Task requirements
Leave out the pictures. Return every record otherwise untouched.

Data for analysis
↓↓↓
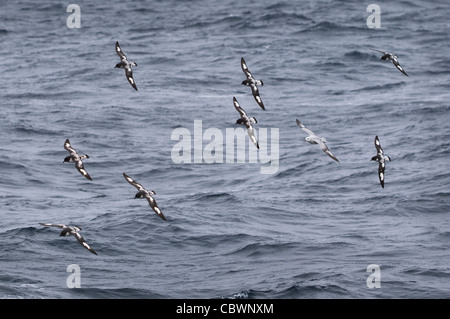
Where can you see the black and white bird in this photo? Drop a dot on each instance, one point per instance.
(74, 157)
(125, 64)
(247, 121)
(381, 159)
(143, 193)
(391, 57)
(71, 230)
(252, 82)
(314, 139)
↑↑↑
Answer area
Where can you see the black and white bird in this photo? Drop a dot on each instance, one point per instance.
(74, 157)
(125, 64)
(247, 121)
(381, 159)
(143, 193)
(391, 57)
(71, 230)
(252, 82)
(314, 139)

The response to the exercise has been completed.